**Prompt 1:** Which rows contain the string "wall"? Pull out every one of them, treating uppercase and lowercase as different.

Let $X$ be a Riemann surface and $\pi:\mathbb{H}\rightarrow X$ a universal covering. Fix $x\in X$ and $\widetilde x\in \mathbb{H}$ such that $\pi(\widetilde x)=x$. For every loop $\gamma$ in $X$ with $\gamma(0)=\gamma(1)=x$ one can consider the lifting $\widetilde \gamma$ of $\gamma$ to $\mathbb{H}$ such that $\widetilde \gamma(0)=\widetilde x$ and one deduces that if two loops $\gamma_1$ and $\gamma_2$ based in $x$ are homotopic then $\widetilde{\gamma_1}(1)=\widetilde{\gamma_2}(1)$. In this way one defines the monodromy action $$\rho:\pi_1(X)\rightarrow Aut(F)$$ where $F:=\pi^{-1}(x)$, $\rho([\gamma]):=\widetilde\gamma(1)$.
Question: is this action faithful? In other words: given two loops $\gamma_1$ and $\gamma_2$ based in $x$, if $\widetilde{\gamma_1}(1)=\widetilde{\gamma_2}(1)$ can one deduce that $\gamma_1$ and $\gamma_2$ are homotopic? If the answer is "no" then what can one deduce from $\widetilde{\gamma_1}(1)=\widetilde{\gamma_2}(1)$?
The answer is yes. If $\widetilde{\gamma_1}(1) = \widetilde{\gamma_2}(1)$ then $\widetilde {\gamma_1}$ and $\widetilde {\gamma_2}$ are homotopic (because $\mathbb H$ is simply connected). And you can "push" the homotopy with $\pi$.
The action is free

**Prompt 2:** What questions does the thread on the monodromy action pose? List each one.

**Record extracts:**
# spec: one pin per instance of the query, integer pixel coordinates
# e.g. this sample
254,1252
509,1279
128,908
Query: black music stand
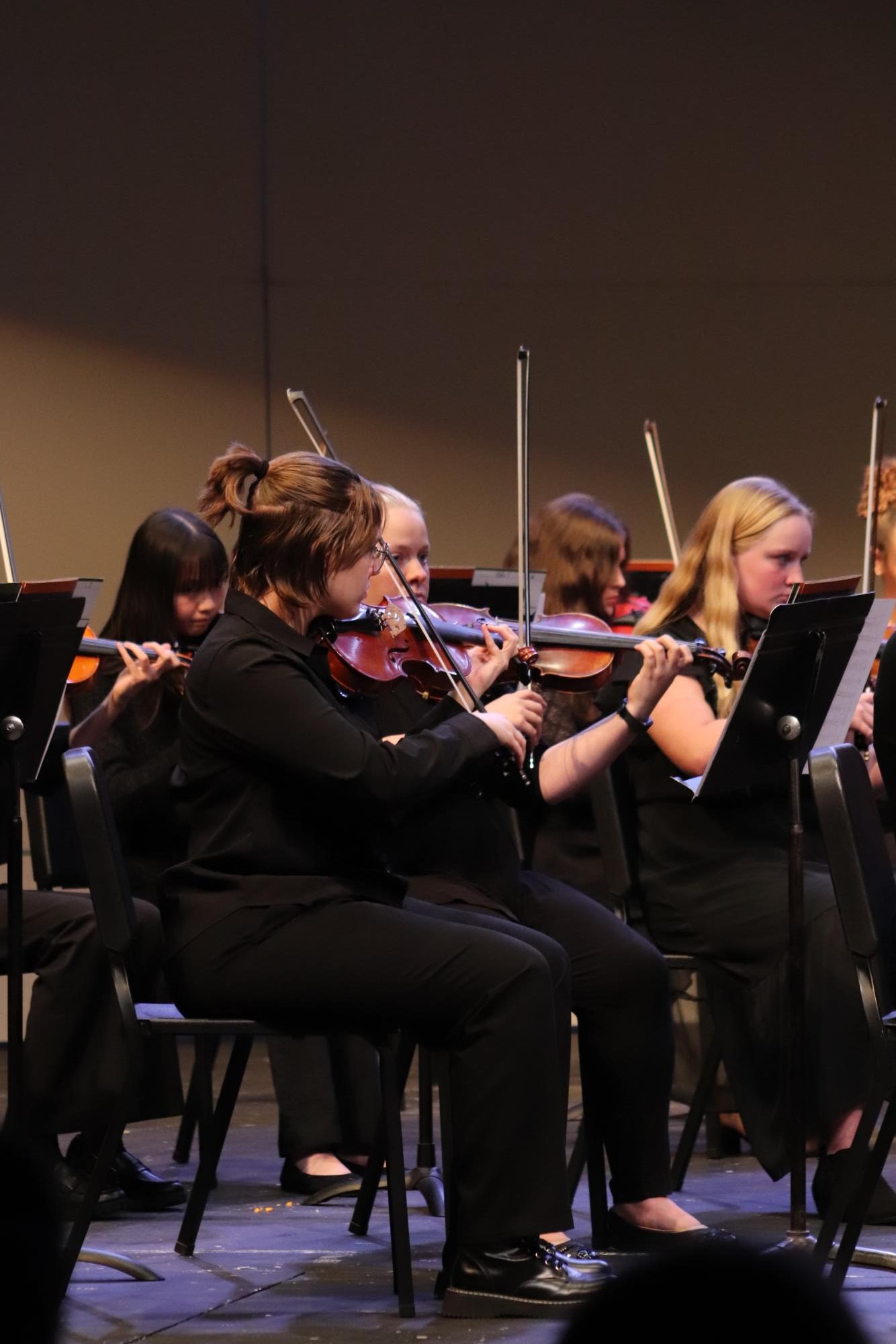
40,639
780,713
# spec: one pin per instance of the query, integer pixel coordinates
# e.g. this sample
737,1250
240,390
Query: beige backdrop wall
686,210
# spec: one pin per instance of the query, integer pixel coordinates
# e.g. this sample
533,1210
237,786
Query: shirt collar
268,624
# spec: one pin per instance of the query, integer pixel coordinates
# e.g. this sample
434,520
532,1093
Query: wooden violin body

---

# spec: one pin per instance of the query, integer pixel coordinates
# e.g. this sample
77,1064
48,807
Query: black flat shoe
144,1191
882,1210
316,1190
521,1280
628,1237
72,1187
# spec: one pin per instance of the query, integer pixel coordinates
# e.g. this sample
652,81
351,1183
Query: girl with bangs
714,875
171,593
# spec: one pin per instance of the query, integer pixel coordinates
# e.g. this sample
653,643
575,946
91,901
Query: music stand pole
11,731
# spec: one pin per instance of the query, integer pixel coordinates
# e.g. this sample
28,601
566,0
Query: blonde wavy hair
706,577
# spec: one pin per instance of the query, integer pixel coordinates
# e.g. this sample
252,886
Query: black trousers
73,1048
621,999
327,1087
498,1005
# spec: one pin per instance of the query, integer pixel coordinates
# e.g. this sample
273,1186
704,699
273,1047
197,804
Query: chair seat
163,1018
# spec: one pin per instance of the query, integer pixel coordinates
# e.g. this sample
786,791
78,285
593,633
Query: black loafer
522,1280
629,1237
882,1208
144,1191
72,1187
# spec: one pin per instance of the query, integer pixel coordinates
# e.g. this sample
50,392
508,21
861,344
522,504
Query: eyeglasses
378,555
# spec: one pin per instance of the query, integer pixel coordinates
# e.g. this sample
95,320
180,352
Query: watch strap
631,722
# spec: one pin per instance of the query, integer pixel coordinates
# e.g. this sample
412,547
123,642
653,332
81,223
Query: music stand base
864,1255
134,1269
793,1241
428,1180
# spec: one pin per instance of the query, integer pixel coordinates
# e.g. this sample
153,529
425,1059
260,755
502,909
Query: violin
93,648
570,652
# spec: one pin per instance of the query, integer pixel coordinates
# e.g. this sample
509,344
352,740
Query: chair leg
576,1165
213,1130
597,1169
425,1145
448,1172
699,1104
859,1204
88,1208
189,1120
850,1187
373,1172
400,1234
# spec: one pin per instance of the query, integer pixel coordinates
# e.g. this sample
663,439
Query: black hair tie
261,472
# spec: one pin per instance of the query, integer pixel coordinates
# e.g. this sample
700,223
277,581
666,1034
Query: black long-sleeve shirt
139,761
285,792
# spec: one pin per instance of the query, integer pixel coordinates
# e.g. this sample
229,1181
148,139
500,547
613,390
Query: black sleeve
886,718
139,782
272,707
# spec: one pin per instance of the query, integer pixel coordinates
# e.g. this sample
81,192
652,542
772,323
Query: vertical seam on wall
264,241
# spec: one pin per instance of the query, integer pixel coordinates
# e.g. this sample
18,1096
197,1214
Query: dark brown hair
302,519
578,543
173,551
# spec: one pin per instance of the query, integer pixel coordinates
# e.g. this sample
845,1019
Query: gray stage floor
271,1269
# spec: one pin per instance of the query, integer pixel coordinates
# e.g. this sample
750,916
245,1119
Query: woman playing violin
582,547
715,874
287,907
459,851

**Output 1:**
Query: beige backdrop wall
Query: vertical seam on wall

**Output 2:**
- is this action faithful?
- given two loops $\gamma_1$ and $\gamma_2$ based in $x$, if $\widetilde{\gamma_1}(1)=\widetilde{\gamma_2}(1)$ can one deduce that $\gamma_1$ and $\gamma_2$ are homotopic?
- If the answer is "no" then what can one deduce from $\widetilde{\gamma_1}(1)=\widetilde{\gamma_2}(1)$?